_Parts of the exercise_:
1. Revise the passage on migrations in medieval Sicily and Japan: write out everything from "After Genkō there" down to "the Middle Ages.", putting "commerce" in place of "trade".
2. Write what comes next in the essay on migrations in medieval Sicily and Japan, picking up after its final sentence.

_Text provided_:
★ ★ ★ ★
At the end of the thirteenth century, the Yuan Mongol dynasty of China attempted a full-scale invasion of Japan (Genkō) twice.65 The first expedition in 1274 (Battle of Bun’ei) consisted of more than thirty thousand soldiers,66 and the second in 1281 (Battle of Kōan) consisted of 140,000 soldiers with 4,400 ships.67 Both failed, caught in severe storms. Thirteen thousand soldiers were killed in the first expedition,68 while fewer than forty thousand soldiers survived and returned home in the second expedition.69
These were the only two attempted invasions Japan had experienced before the Second World War and the only two opportunities when the samurai, united under the shogunate, fought a defensive war against outsiders rather than amongst themselves. The storms which did fatal damage to the Mongols were called kamikaze (“Divine Wind”), and they created a belief that Japan was protected by the gods. This belief was held by many Japanese until their defeat in 1945.
After Genkō there was constant and active trade between the Japanese islands and China during the Yuan dynasty and the Ming dynasty (1368–1644). After all, Japan seems to have been kept under a moderate influence of China and Korea without their strong intervention or mass migrations in the Middle Ages.
* * *
Thus we have seen some different types of migrations in medieval Sicily and Japan. There is no doubt that the geographical locations and relationships with outside powers or states affected the migrations there. Sicily, located at the center of the Mediterranean, was so important strategically and commercially that many outsiders tried to take control of this island. Successful conquests were usually accompanied and followed by migrations of compatriots of the conquerors. Various peoples ruled this island and various migrants formed up its population. Some historians think that the Muslim conquest of Sicily caused mass migrations of Muslims into the island and changed it into an Islamic island. On the other hand, the Norman conquest of Sicily did not significantly change the existing order and system. Instead, the Normans seem to have tried to rule the population based on the existing systems. As a result, we see groups with different religions and cultures coexist under the Norman rulers.
★ ★ ★ ★
_Data shown_:

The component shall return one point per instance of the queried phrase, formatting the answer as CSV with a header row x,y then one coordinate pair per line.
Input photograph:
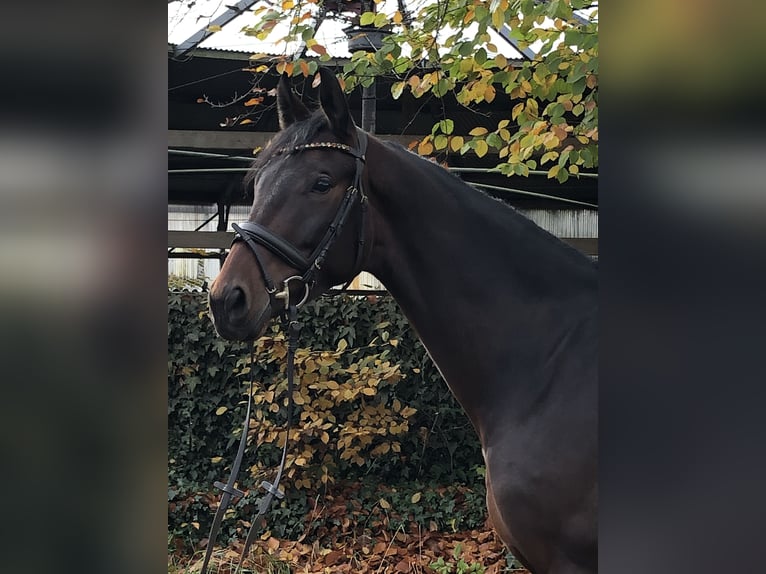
★ ★ ★ ★
_Task responses_:
1.
After Genkō there was constant and active commerce between the Japanese islands and China during the Yuan dynasty and the Ming dynasty (1368–1644). After all, Japan seems to have been kept under a moderate influence of China and Korea without their strong intervention or mass migrations in the Middle Ages.

2.
Japan did not experience conquests by outsiders in the ancient and medieval periods. One of the main reasons for this may be that Japan’s geographical location in the Far East did not make it so vital strategically or commercially as Sicily was in the Mediterranean. People on the continent did not seem to have had strong incentives to conquer Japan, while the Japanese had strong motivation to go to China even at great cost. Therefore, migrations into Japan were small in number and did not cause radical changes in the political or social order. Migrants, who settled as minorities, had no choice but to assimilate themselves into the society, although their knowledge and skills were highly appreciated.
In conclusion, I point out two problems I faced in this research. The first one is concerned with sources. There are few contemporary sources on Muslim Sicily, and most information about the Muslim conquest comes from Arabic sources written outside Sicily in a later period, or sources written in the Norman period. Accordingly, our information is limited to political aspects which later Muslim historians were interested in or able to obtain, and those which chroniclers and writers in the Norman period were concerned with. On the other hand, the Japanese chronicles, which give us information on group migrations to Japan, were written in a later period on the order of emperors, and there is the possibility that their political intent might affect the description of migrants from the Korean peninsula.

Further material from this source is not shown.